[Entries shown]
<<<<

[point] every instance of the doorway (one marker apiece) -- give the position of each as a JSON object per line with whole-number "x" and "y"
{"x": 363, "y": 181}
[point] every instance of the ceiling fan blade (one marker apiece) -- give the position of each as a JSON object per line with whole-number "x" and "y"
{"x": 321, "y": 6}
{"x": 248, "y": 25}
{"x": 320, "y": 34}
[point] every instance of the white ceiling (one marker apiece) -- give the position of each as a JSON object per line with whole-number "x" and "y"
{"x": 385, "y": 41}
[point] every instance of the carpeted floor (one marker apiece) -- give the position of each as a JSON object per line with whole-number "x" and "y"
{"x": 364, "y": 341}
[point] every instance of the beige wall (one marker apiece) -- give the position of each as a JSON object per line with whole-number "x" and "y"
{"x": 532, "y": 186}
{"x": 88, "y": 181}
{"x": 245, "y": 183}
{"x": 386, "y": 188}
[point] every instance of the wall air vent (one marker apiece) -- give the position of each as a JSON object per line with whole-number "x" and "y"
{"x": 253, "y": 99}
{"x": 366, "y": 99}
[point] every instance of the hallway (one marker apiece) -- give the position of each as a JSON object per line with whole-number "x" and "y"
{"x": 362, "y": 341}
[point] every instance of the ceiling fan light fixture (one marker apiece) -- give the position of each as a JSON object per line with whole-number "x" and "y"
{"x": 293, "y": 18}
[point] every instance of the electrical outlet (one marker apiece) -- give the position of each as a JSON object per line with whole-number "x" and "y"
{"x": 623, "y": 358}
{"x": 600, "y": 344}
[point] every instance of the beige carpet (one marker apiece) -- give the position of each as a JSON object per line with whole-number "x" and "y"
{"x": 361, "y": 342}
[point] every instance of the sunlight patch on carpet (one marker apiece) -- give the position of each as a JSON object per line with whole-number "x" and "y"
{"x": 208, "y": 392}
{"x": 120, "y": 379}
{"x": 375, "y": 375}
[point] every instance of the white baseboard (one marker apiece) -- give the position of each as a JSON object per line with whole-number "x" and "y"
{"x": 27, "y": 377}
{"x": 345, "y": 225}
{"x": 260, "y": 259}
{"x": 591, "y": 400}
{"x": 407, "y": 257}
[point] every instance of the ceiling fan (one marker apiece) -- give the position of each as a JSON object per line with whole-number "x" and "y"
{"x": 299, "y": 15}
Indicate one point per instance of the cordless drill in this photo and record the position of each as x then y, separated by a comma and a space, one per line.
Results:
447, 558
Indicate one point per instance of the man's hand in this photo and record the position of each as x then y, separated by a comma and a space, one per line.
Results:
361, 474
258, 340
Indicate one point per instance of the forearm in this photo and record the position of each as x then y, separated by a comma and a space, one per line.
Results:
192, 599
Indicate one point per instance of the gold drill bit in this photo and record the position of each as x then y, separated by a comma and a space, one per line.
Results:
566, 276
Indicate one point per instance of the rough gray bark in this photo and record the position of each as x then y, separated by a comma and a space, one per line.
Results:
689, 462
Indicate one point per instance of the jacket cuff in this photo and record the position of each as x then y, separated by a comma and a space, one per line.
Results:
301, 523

>>>>

[Stated goal] Please lay out every one of the lines above as a Markdown table with two columns, Row and Line text. Number the rows in order and skip any blank lines.

[Full response]
| Row | Line text |
|---|---|
| 1 | [point] every instance of the doorway (one marker apiece) -- give the position of each as a JSON object per line with whole-number "x" and "y" |
| 2 | {"x": 363, "y": 181} |
| 3 | [point] every instance of the ceiling fan blade (one marker apiece) -- give the position of each as a JSON object per line with whole-number "x" and "y" |
| 4 | {"x": 321, "y": 6} |
| 5 | {"x": 248, "y": 25} |
| 6 | {"x": 320, "y": 34} |
| 7 | [point] every instance of the white ceiling (one marker apiece) -- give the position of each as a JSON object per line with whole-number "x" and "y" |
| 8 | {"x": 385, "y": 41} |
| 9 | [point] every instance of the carpeted floor (one marker apiece) -- give the position of each as a JSON object per line with whole-number "x" and "y" |
| 10 | {"x": 364, "y": 341} |
| 11 | [point] every instance of the beige wall (one marker apiece) -- give the position of each as a JSON object per line with whole-number "x" and "y" |
| 12 | {"x": 532, "y": 186} |
| 13 | {"x": 88, "y": 181} |
| 14 | {"x": 245, "y": 183} |
| 15 | {"x": 386, "y": 188} |
| 16 | [point] every instance of the wall air vent (one marker apiece) -- give the position of each as a JSON object per line with whole-number "x" and "y" |
| 17 | {"x": 253, "y": 99} |
| 18 | {"x": 366, "y": 99} |
| 19 | [point] every instance of the hallway (one marker apiece) -- give the position of each as a JSON object per line with whole-number "x" and "y" |
| 20 | {"x": 362, "y": 341} |
| 21 | [point] every instance of the ceiling fan light fixture (one marker apiece) -- give the position of each as a JSON object per line with whole-number "x" and "y" |
| 22 | {"x": 293, "y": 18} |
| 23 | [point] every instance of the electrical outlet (one marker apiece) -- give the position of each as a JSON object per line with whole-number "x" and "y" |
| 24 | {"x": 623, "y": 358} |
| 25 | {"x": 600, "y": 344} |
| 26 | [point] every instance of the beige carpet (one marker apiece) -- give the position of each as a JSON object per line with whole-number "x" and "y" |
| 27 | {"x": 361, "y": 342} |
| 28 | [point] every instance of the sunlight patch on carpet (one marker apiece) -- give the position of each as a JSON object per line with whole-number "x" and "y" |
| 29 | {"x": 208, "y": 392} |
| 30 | {"x": 120, "y": 379} |
| 31 | {"x": 375, "y": 375} |
| 32 | [point] every instance of the white baseboard (one marker apiece) -- give the position of each as a JSON object per line with whole-number "x" and "y" |
| 33 | {"x": 27, "y": 377} |
| 34 | {"x": 345, "y": 225} |
| 35 | {"x": 260, "y": 259} |
| 36 | {"x": 591, "y": 400} |
| 37 | {"x": 407, "y": 257} |
| 38 | [point] every instance of the ceiling fan (one marker apiece) -- give the position of each as a JSON object per line with whole-number "x" and "y" |
| 39 | {"x": 299, "y": 15} |
| 40 | Indicate one point per instance of the cordless drill in this photo and record the position of each as x then y, separated by a comma and a space, one per line. |
| 41 | Results: |
| 42 | 447, 558 |
| 43 | Indicate one point per instance of the man's hand in this photo and record the position of each as x then y, separated by a comma and a space, one per line. |
| 44 | Results: |
| 45 | 361, 474 |
| 46 | 258, 340 |
| 47 | Indicate one point per instance of the forearm in this photo and record the position of each as x then y, separated by a comma and a space, one per line. |
| 48 | Results: |
| 49 | 192, 599 |
| 50 | Indicate one point per instance of the gold drill bit in this photo and record the position of each as x then y, separated by a comma and a space, one per line. |
| 51 | Results: |
| 52 | 566, 276 |
| 53 | Indicate one point per instance of the rough gray bark in this photo and record the position of each as x then y, separated by a comma and a space, one per line. |
| 54 | Results: |
| 55 | 689, 462 |
| 56 | Indicate one point per instance of the jacket cuff in this photo and record the position of each as x then y, separated by a comma and a space, one per line. |
| 57 | Results: |
| 58 | 301, 523 |